- Teks Sumber

++++++++

Site icon SumutPos

Bareskrim ‘Rebut’ SKK Migas dari KPK

Foto: Ricardo/JPNN Penyidik Bareskrim Polri melakukan penggeledahan di Kantor SKK Migas, Jakarta, Selasa (5/5). Penggeledahan ini terkait kasus Tindak Pidana Korupsi dan Pencucian Uang penjualan kondensat milik negara kepada PT Trans Pacific Petrochemical Indonesia (TPPI).
Foto: Ricardo/JPNN
Penyidik Bareskrim Polri melakukan penggeledahan di Kantor SKK Migas, Jakarta, Selasa (5/5). Penggeledahan ini terkait kasus Tindak Pidana Korupsi dan Pencucian Uang penjualan kondensat milik negara kepada PT Trans Pacific Petrochemical Indonesia (TPPI).

JAKARTA, SUMUTPOS.CO – Pengungkapan kasus korupsi kondensat SKK Migas dan PT TPPI bukan merupakan laporan masyarakat. Bareskrim mengakui bila mengendus adanya kasus yang merugikan negara Rp2 triliun itu muncul dari internal Polri.

Direktur Tindak Pidana Ekonomi Khusus (Dirtipideksus) Bareskrim Brigjen Victor Edison Simanjuntak menuturkan, pengungkapan kasus kondensat itu merupakan hasil penyelidikan dari penyidik Bareskrim. “Dari internal Polri sendiri,” jelasnya.

Saat ditanya bagaimana bisa mengetahui adanya pelanggaran dalam kebijakan SKK Migas menjual kondensat bagian negara, Victor justru berterima kasih pada Kapolri Jenderal Badrodin Haiti dan Wakapolri Komjen Budi Gunawan. “Dengan adanya Kapolri dan Wakapolri, kinerja Bareskrim seperti mendapatkan angin segar. Terutama dalam penindakan kasus korupsi,” jelasnya.

Sebenarnya, pengusutan kasus tersebut telah dimulai sejak Januari lalu. Dalam proses penanganannya, ternyata Komisi Pemberantasan Korupsi (KPK) juga menangani kasus yang sama. Dengan begitu, ada kesepakatan bahwa KPK akan menyerahkan sejumlah dokumen kasus tersebut. “Sehingga, nanti Bareskrim yang menangani penuh,” jelasnya.

Dia menegaskan bahwa Bareskrim akan berupaya menangani kasus tersebut dengan cepat. Hingga saat ini bahkan telah ada lima orang saksi yang diperiksa terkait kasus tersebut. “Siapa saja orangnya dan dari mana, belum bisa diungkapkan,” tuturnya.

++++++++

[Entri dari kumpulan data]
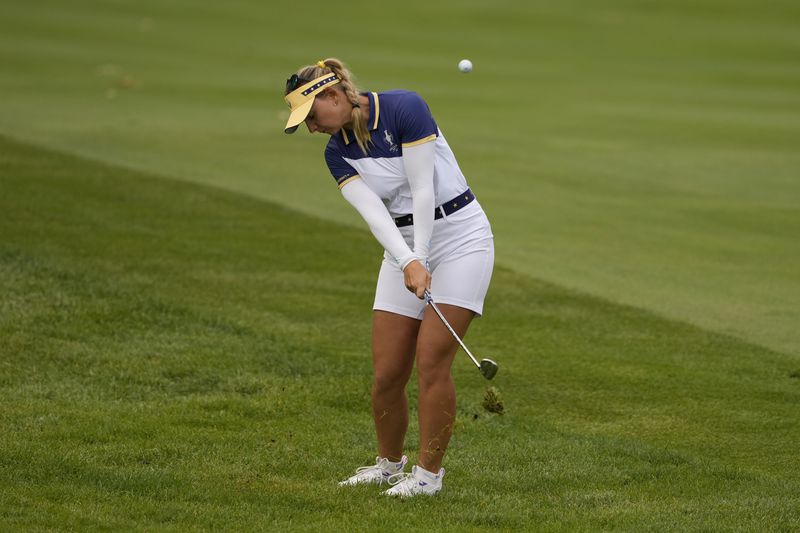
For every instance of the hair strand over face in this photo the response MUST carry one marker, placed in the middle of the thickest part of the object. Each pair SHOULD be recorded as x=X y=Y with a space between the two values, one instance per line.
x=351 y=92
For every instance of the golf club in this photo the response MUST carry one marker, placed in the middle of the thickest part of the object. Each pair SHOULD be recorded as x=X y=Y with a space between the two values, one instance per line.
x=487 y=367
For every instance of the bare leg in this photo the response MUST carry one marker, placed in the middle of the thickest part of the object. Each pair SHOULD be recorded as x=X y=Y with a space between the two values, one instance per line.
x=393 y=341
x=436 y=349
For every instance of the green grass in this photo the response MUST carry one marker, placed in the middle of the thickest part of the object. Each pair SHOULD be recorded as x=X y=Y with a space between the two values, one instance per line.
x=642 y=152
x=174 y=356
x=185 y=298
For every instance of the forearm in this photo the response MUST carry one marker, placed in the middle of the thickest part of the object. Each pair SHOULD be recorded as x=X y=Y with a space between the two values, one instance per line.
x=380 y=223
x=419 y=163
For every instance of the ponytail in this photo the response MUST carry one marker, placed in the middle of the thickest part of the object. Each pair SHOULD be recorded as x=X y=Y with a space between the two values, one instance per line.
x=351 y=93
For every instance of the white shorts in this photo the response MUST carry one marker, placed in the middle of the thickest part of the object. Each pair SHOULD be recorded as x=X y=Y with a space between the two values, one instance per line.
x=461 y=262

++++++++

- Soal Latihan
1. Tulis ulang bagian teks tentang kasus kondensat SKK Migas mulai dari "JAKARTA, SUMUTPOS.CO –" sampai dengan "dari internal Polri.", dan ganti "kasus korupsi kondensat" dengan "perkara korupsi kondensat".
2. Lanjutkan berita tentang penanganan kasus kondensat SKK Migas oleh Bareskrim mulai dari bagian terakhirnya.
Data tersebut diambil dari sumber yang berbeda.

- Pembahasan Soal
1.
JAKARTA, SUMUTPOS.CO – Pengungkapan perkara korupsi kondensat SKK Migas dan PT TPPI bukan merupakan laporan masyarakat. Bareskrim mengakui bila mengendus adanya kasus yang merugikan negara Rp2 triliun itu muncul dari internal Polri.

2.
Mengapa para saksi tidak bisa diungkap identitasnya, dia tidak menjawab dengan jelas. Namun, yang pasti kasus korupsi kondensat bagian negara ini melibatkan banyak pejabat. Kemungkinan besar kasus ini akan mengungkap keberadaan mafia migas. “Ya, ini melibatkan orang yang begitu banyak,” tuturnya.

Lalu, apakah akan ada tersangka masal? Dia menjelaskan, semuanya masih dalam pemeriksaan. Hal tersebut tentu akan diumumkan, bila nanti ada perkembangan baru. “Bisa begitu, tapi belum sekarang semua masih proses,” ujarnya.

Sementara Kabareskrim Komjen Budi Waseso memberikan pernyataan yang berbeda dengan Victor. Setelah penggeledahan kantor SKK Migas, Victor mengaku bila sudah ada satu tersangka berinisial DH dan ada lima saksi yang telah diperiksa.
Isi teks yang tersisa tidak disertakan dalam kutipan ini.